_PROBLEM REQUIREMENTS:_ Put the lines below into a two-column CSV with the headers line_text and answer. Give one row per line, with its text and its answer each in a single quoted field and line breaks replaced by spaces, and cover every line while leaving out the pictures.

_RECORDS SUPPLIED:_

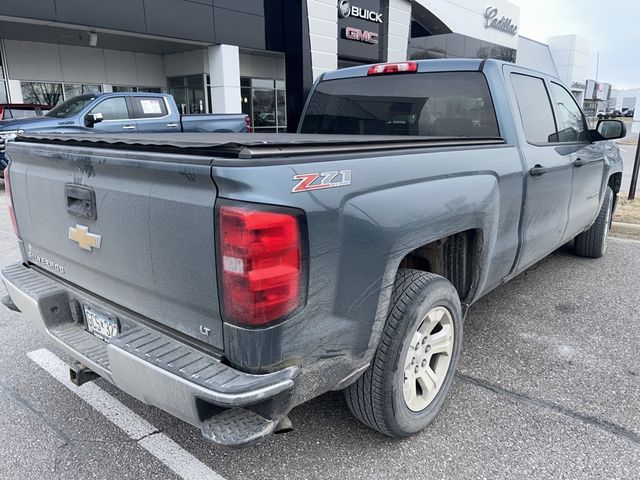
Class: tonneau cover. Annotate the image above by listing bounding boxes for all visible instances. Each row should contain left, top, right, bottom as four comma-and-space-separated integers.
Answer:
16, 133, 505, 158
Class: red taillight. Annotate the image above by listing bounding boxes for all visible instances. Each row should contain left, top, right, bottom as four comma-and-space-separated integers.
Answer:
367, 62, 418, 75
4, 165, 20, 238
218, 205, 304, 327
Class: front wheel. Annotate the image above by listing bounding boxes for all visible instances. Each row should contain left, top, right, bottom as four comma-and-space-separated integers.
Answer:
345, 269, 462, 437
573, 187, 613, 258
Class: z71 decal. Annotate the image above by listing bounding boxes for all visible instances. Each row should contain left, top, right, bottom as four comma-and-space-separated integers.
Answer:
291, 170, 351, 193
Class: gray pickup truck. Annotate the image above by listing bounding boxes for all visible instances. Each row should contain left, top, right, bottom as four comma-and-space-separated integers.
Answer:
2, 60, 625, 446
0, 92, 250, 177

_RESPONSE FOR THIS EXERCISE:_
line_text,answer
"Class: tonneau cover. Annotate the image above by listing bounding boxes for all visible instances. Each row should contain left, top, right, bottom as four comma-and-space-separated integers. Answer:","16, 133, 505, 158"
"Class: red taillight. Annotate the image above by listing bounding boxes for all visible instances. Each row should contain left, top, right, bottom as four comma-and-space-separated integers. Answer:","367, 62, 418, 75 4, 165, 20, 238 218, 205, 304, 327"
"Class: front wheel. Annotate the image above by listing bounding boxes for all visible instances. Each row should contain left, top, right, bottom as four comma-and-space-separated integers. Answer:","345, 269, 462, 437 573, 187, 613, 258"
"Class: z71 decal. Annotate the image above by listing bounding boxes for all visible instances. Each row should contain left, top, right, bottom as four comma-and-space-separated integers. Answer:","291, 170, 351, 193"
"Class: gray pickup truck. Annotate the image above by listing bounding boxes for all visible instances. Each row should contain left, top, right, bottom as four comma-and-space-separated integers. Answer:","2, 60, 625, 446 0, 92, 250, 177"